# Task instructions:
Would you mind restating all of the records word for word, skipping the pictures?

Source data
________

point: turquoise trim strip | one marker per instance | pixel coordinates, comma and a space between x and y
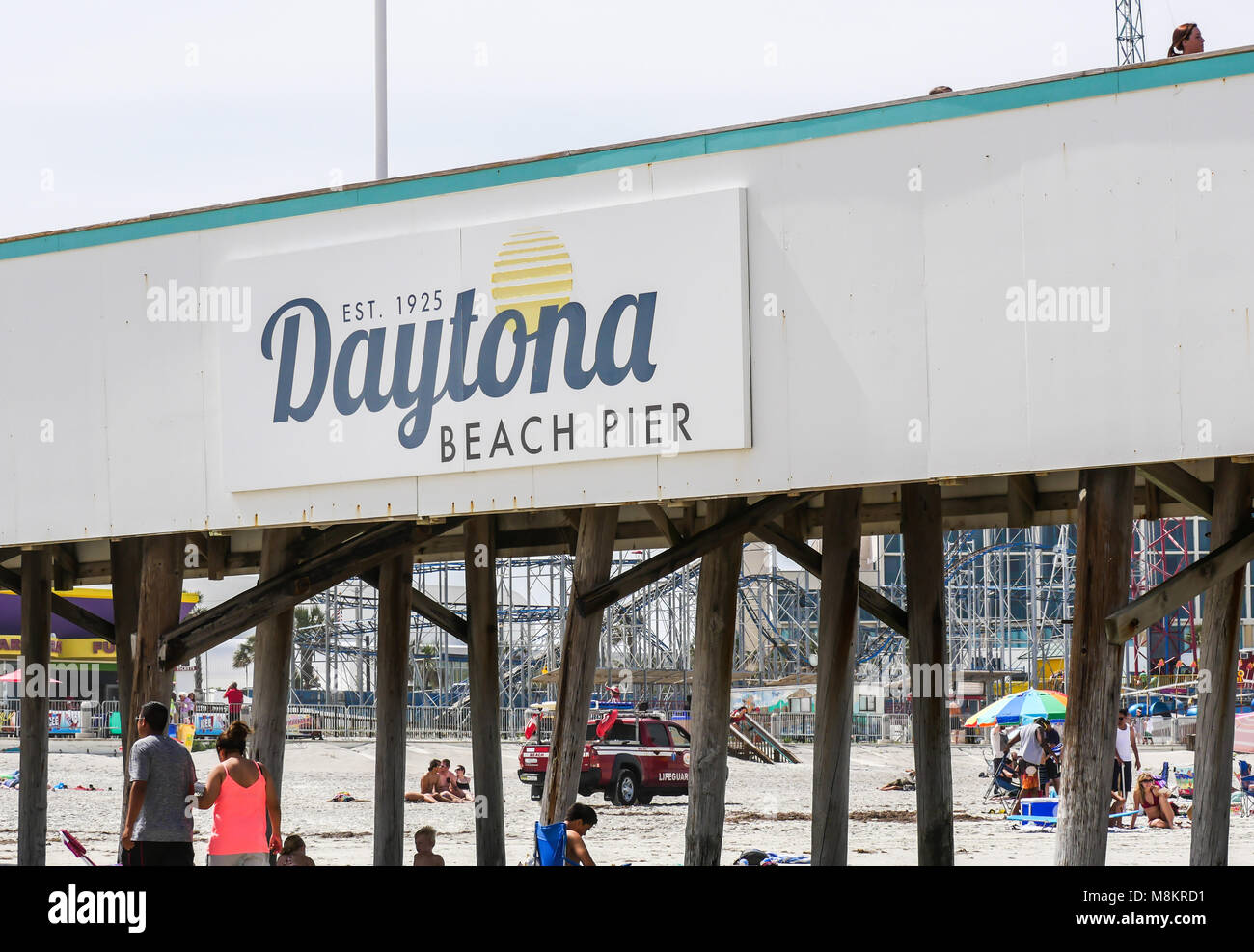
777, 133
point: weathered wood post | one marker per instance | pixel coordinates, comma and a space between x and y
1216, 664
838, 636
1103, 568
489, 809
923, 538
161, 598
395, 581
272, 660
159, 585
711, 693
125, 558
592, 556
37, 655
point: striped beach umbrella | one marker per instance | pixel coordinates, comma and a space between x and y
1021, 708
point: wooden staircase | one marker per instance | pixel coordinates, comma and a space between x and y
750, 740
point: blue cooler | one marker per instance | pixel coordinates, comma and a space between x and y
1048, 809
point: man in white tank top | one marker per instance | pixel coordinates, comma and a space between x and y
1125, 752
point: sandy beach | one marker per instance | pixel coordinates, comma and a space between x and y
768, 808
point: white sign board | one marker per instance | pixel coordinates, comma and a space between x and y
598, 334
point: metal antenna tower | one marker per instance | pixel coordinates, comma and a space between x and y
1129, 34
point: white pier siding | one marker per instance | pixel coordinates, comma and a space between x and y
831, 299
890, 308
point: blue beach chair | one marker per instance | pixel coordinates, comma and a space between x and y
551, 844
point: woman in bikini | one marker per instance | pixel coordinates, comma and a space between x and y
1153, 800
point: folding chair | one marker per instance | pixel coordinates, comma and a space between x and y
551, 844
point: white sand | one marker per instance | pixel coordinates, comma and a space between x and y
768, 808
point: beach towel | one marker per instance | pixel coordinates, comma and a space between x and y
761, 857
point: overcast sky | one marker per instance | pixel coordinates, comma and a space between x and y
123, 109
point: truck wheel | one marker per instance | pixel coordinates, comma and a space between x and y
623, 793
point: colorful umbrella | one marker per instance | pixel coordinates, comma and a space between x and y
1021, 708
1242, 739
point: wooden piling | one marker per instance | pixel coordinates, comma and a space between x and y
832, 719
125, 559
37, 655
711, 693
1103, 568
923, 538
480, 568
395, 580
161, 598
1216, 663
592, 558
272, 660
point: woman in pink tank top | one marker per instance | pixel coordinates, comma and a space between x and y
241, 794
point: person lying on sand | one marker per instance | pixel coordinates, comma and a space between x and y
424, 848
293, 853
1117, 801
902, 783
1153, 800
448, 783
429, 788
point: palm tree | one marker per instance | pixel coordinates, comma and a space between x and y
243, 654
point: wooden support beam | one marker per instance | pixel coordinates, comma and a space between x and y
125, 559
673, 558
874, 604
272, 659
318, 542
1217, 656
655, 512
161, 601
292, 585
1179, 483
64, 609
395, 583
37, 655
422, 604
923, 537
838, 655
797, 525
216, 556
575, 684
1184, 585
711, 690
484, 683
1021, 500
1103, 571
64, 567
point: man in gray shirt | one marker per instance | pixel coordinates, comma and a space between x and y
158, 830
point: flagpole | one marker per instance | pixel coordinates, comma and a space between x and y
380, 89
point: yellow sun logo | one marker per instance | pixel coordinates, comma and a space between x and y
532, 270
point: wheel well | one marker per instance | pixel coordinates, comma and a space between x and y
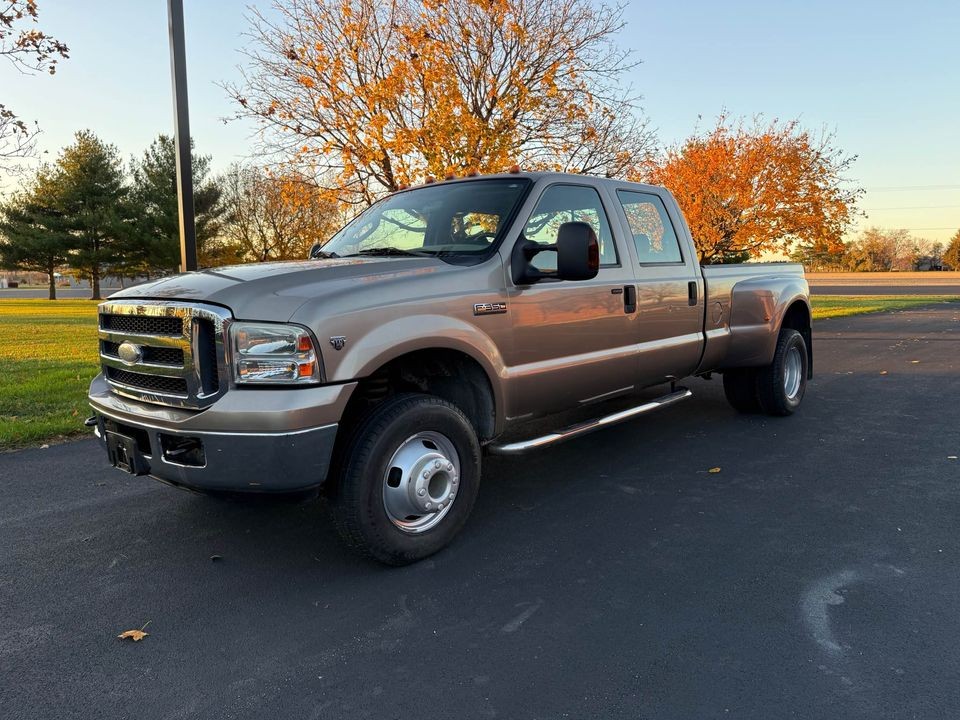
797, 317
449, 374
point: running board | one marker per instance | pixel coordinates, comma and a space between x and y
567, 433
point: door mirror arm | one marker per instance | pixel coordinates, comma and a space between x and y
578, 256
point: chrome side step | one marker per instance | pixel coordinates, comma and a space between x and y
567, 433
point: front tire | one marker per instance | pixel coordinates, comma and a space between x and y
409, 477
781, 384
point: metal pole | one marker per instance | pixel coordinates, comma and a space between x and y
181, 136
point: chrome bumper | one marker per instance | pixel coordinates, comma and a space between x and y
256, 459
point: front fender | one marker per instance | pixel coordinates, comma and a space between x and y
364, 355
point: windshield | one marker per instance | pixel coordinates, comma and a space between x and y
461, 219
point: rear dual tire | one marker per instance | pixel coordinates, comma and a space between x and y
776, 389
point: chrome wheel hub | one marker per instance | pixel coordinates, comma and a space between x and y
792, 373
421, 482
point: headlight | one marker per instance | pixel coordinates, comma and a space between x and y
274, 354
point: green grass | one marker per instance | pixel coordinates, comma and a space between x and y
48, 355
48, 351
828, 306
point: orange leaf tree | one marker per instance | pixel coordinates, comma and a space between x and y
370, 96
29, 50
748, 189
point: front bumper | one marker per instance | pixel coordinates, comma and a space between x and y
259, 441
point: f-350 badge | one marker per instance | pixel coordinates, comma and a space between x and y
489, 308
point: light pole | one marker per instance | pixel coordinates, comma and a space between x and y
181, 137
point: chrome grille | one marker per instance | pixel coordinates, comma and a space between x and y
175, 352
158, 356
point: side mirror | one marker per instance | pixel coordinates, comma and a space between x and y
578, 252
578, 256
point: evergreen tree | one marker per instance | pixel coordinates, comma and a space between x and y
154, 194
93, 199
33, 232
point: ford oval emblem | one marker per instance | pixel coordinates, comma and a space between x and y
130, 353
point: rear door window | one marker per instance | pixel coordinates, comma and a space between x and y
653, 233
569, 203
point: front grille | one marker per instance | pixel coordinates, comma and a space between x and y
181, 353
150, 383
142, 324
153, 355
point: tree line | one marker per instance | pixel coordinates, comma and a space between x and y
355, 99
96, 215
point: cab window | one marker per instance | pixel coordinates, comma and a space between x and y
568, 203
653, 233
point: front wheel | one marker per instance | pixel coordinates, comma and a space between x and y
782, 383
409, 479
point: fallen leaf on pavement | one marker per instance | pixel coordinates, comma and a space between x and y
135, 635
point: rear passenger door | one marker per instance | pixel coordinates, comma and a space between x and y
573, 341
669, 287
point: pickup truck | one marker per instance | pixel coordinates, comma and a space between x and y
385, 365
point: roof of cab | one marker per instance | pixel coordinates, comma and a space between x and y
535, 176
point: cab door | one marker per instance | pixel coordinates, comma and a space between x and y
573, 342
670, 302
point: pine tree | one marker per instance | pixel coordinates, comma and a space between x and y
154, 193
93, 200
33, 232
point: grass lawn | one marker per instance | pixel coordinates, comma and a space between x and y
827, 306
49, 354
48, 351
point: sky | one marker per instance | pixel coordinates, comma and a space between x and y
883, 76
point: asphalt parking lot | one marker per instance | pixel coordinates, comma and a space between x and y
817, 575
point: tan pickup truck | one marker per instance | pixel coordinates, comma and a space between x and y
384, 366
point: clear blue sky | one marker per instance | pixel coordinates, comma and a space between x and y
884, 75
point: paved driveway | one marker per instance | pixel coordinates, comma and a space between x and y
816, 576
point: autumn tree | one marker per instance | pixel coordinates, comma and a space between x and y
878, 250
29, 50
157, 240
368, 96
750, 188
951, 256
274, 217
33, 233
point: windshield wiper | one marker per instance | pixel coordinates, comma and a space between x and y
386, 252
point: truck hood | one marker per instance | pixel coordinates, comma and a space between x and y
274, 291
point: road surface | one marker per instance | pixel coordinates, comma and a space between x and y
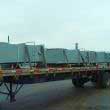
59, 95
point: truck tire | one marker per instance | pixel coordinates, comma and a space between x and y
78, 82
103, 80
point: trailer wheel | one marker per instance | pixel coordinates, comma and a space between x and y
78, 82
103, 80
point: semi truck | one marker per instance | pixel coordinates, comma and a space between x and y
29, 63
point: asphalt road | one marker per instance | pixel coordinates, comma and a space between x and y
59, 95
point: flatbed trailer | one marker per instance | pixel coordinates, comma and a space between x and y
80, 75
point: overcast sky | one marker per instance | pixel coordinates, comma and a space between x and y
57, 23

________

# Written response:
point: turquoise trim strip | one marker per instance | pixel coordinates, comma and a space between x and y
777, 133
point: weathered wood post | one marker per instance | pixel coordinates, comma and a space between x and y
1216, 664
838, 636
1103, 568
489, 809
923, 538
161, 598
395, 581
272, 660
159, 585
711, 693
125, 558
592, 556
37, 655
point: striped beach umbrella | one marker per instance | pixel coordinates, comma and a space between x and y
1021, 708
point: wooden staircase | one marker per instance | pixel coordinates, comma and a space between x and y
750, 740
point: blue cooler | one marker per instance | pixel coordinates, comma and a space between x and y
1048, 809
point: man in white tank top | one marker per instance | pixel coordinates, comma and a space between x and y
1125, 752
point: sandy beach | one marker per instance | pixel coordinates, comma and a space between x and y
768, 808
point: white sign board | one marker per instance | pixel coordinates, comma and a space between x and y
598, 334
point: metal antenna tower | one marker per instance | pixel coordinates, comma and a space between x and y
1129, 34
point: white pier siding | one marker per instance | pixel coordinates, comma and a space between x and y
831, 299
890, 308
point: blue beach chair | one marker per instance | pixel coordinates, comma and a space between x and y
551, 844
point: woman in bikini | one marker per instance | pixel coordinates, comma and a space between x and y
1153, 800
point: folding chair | one marker per instance | pixel coordinates, comma and a space between x and y
551, 844
point: white sand | one marker per instance | pixel coordinates, comma and a space between x and y
768, 808
point: beach towel | one marker per instance | pixel coordinates, comma and a space between x and y
761, 857
point: overcast sky | one marker per instance | pixel coordinates, comma and a space between x and y
123, 109
point: truck wheel | one marker per instance | pixel coordinates, comma and a space between x and y
623, 793
point: colorful umbrella | one marker per instance | pixel coordinates, comma and a space between x and y
1021, 708
1242, 739
point: wooden piling | one marker per instance | pixel coordinates, comma and a space between x and y
832, 719
125, 559
37, 655
711, 693
1103, 568
923, 538
480, 568
395, 580
161, 598
1216, 663
592, 558
272, 660
point: woman in pink tank top | one marker per instance | pixel coordinates, comma and a space between x and y
241, 794
point: person lying on sand | one marker per instance | pixel coordinates, comma and a space between x and y
424, 848
293, 853
1117, 801
902, 783
1153, 800
448, 783
429, 788
point: palm tree | one marker per instance | pixel coordinates, comma and a space between x and y
243, 654
point: wooden support beam | one marker per instance | pixel coordinates, comma and a space between x and y
125, 559
673, 558
874, 604
272, 659
318, 542
1217, 656
655, 512
161, 601
292, 585
1179, 483
64, 609
395, 583
37, 655
422, 604
923, 537
838, 655
797, 525
216, 556
575, 684
1184, 585
711, 690
484, 683
1021, 500
1103, 571
64, 567
point: man in gray shirt | one marker per instance | pixel coordinates, comma and a space between x and y
158, 830
point: flagpole | one marker per instance | pixel coordinates, comma and a space between x and y
380, 89
point: yellow sun logo | one marker per instance | pixel coordinates, comma and a space between x and y
532, 270
point: wheel well | one marker per instance | pixel coordinates, comma and a space between x and y
797, 317
449, 374
point: running board | one marker per instance | pixel coordinates, comma and a space between x and y
567, 433
point: door mirror arm | one marker per instance | pixel coordinates, comma and a space between x and y
578, 256
point: chrome side step | one marker per instance | pixel coordinates, comma and a space between x and y
567, 433
point: front tire | one marker per instance | pixel coordinates, comma and a space between x and y
409, 477
781, 384
point: metal pole | one marker per instance | pixel coordinates, comma and a space between x and y
181, 136
point: chrome bumper | one marker per instance | pixel coordinates, comma and a space between x and y
256, 459
point: front fender | one marker per instance | pixel coordinates, comma and a space between x and y
364, 355
point: windshield | one marker per instance | pixel coordinates, comma and a space between x and y
461, 219
point: rear dual tire | one marker per instance | pixel coordinates, comma and a space between x and y
776, 389
point: chrome wheel hub | one marker per instance | pixel coordinates, comma and a space between x and y
792, 373
421, 482
point: headlight | one marker per instance | pixel coordinates, comma and a space between x and y
274, 354
point: green grass | one marker per instance | pixel coordinates, comma and a space between x and y
48, 355
48, 351
828, 306
point: orange leaf tree | one marker per instance | pixel coordinates, comma and a space between x and y
370, 96
29, 50
748, 189
point: front bumper | one marker per instance | pixel coordinates, comma and a space between x and y
259, 441
point: f-350 badge | one marker per instance | pixel coordinates, comma and a space between x and y
489, 308
point: light pole | one marker per instance | pixel coordinates, comma and a space between x and y
181, 137
point: chrome grille | one marker per instance | pixel coordinates, comma and a space between x and y
175, 352
158, 356
point: side mirror | one marker per instance | pixel coordinates, comma and a space between x and y
578, 252
578, 256
point: evergreen tree | one marker per instance | pixel coordinates, comma and a space between x and y
154, 194
93, 199
33, 232
point: ford oval emblem | one marker per instance | pixel coordinates, comma and a space between x and y
130, 353
point: rear door window | one marker per instance | pixel coordinates, comma and a space between x and y
653, 233
569, 203
point: front grille | one marker per instance | pixel coordinates, comma and a space between x and y
181, 353
150, 383
142, 324
153, 355
point: tree line | one marker per instance | pixel coordinates, comma and a space between x and y
355, 99
96, 215
point: cab window | one marker per instance | pixel coordinates, comma and a space between x and y
568, 203
653, 233
point: front wheel | one marker per instance | pixel coordinates, comma and a space between x and y
782, 383
409, 479
point: fallen leaf on pavement | one marker per instance | pixel coordinates, comma and a space between x and y
135, 635
point: rear passenger door | one marker per instance | pixel coordinates, comma and a space between x and y
573, 341
669, 287
point: pickup truck | one marker per instance | pixel coordinates, comma and a space between x and y
385, 365
point: roof of cab | one marker per instance | pixel coordinates, comma and a space between x and y
535, 176
point: cab door | one marker per instance | pixel coordinates, comma and a space between x and y
573, 342
670, 302
point: pine tree | one marker per instance | pixel coordinates, comma and a space between x and y
154, 193
93, 200
33, 232
point: grass lawn | one marker per instance | pixel coordinates, comma and a space between x and y
827, 306
49, 354
48, 351
point: sky | one marker per instance | pixel coordinates, comma and a space between x and y
883, 76
point: asphalt parking lot | one marker per instance | pixel coordinates, comma and a space between x and y
817, 575
point: tan pickup truck | one marker per instance | pixel coordinates, comma and a space between x and y
384, 366
point: clear blue sky | one marker per instance | pixel coordinates, comma and a space between x and y
884, 75
point: paved driveway | one marker per instance | pixel coordinates, comma and a space between x and y
816, 576
point: autumn tree | one marker per instance | pixel coordinates, comma and a space between x and y
878, 250
29, 50
157, 240
368, 96
750, 188
951, 256
274, 217
33, 233
point: windshield wiper | one marker per instance | pixel coordinates, comma and a space between x and y
386, 252
point: truck hood | one marker per instance | pixel coordinates, comma and a space between x and y
274, 291
point: road surface | one marker per instance | pixel coordinates, comma and a space between x and y
59, 95
point: truck tire | one marker per instance | pixel coordinates, comma and a space between x and y
78, 82
103, 80
point: trailer wheel | one marker per instance | pixel coordinates, comma and a space between x and y
78, 82
103, 80
point: semi truck | one marker per instance | pixel coordinates, comma and a space between x and y
29, 63
point: asphalt road | one marker per instance | pixel coordinates, comma and a space between x and y
59, 95
point: flatbed trailer | one marker per instance | pixel coordinates, comma and a space between x and y
80, 75
point: overcast sky | one marker per instance | pixel coordinates, comma and a space between x and y
57, 23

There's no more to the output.